I do not find a Friedrich Kroll from Dodendorf / Wanzleben in the VL, so this guy may have survived without have been wounded.

Philippe
;)
Its unfortunate that I have his tag in one whole piece then, if he's missing this would partially be the reason why. I wonder when it was removed from his body?
 

USN

Active member
Hi,
Fritz is missed since the summer of 1918. The name is Weißenborn in the Verlustlisten, but this is probably the same guy from Hannover, born on a 14.1. Such mistakes in names on dogtags are common:


I do not find a Friedrich Kroll from Dodendorf / Wanzleben in the VL, so this guy may have survived without have been wounded.

Philippe
;)
However thank you for finding this information!

JOB 1: In the dog tag discussion above, condense the paragraph that begins "Fritz is missed since" into a short bulleted list that keeps its main facts.
JOB 2: In the dog tag discussion, what place is given for the Friedrich Kroll who could not be found in the VL?

RECORDED DATA:
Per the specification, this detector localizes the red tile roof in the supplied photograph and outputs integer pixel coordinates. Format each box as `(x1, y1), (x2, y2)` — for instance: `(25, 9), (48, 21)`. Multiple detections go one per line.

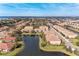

EXPECTED ANSWER 1:
- Fritz has been missing since the summer of 1918.
- The Verlustlisten give the name as Weißenborn.
- This is probably the same man from Hannover, born on a 14.1.
- Such mistakes in names on dog tags are common.

EXPECTED ANSWER 2: Dodendorf / Wanzleben.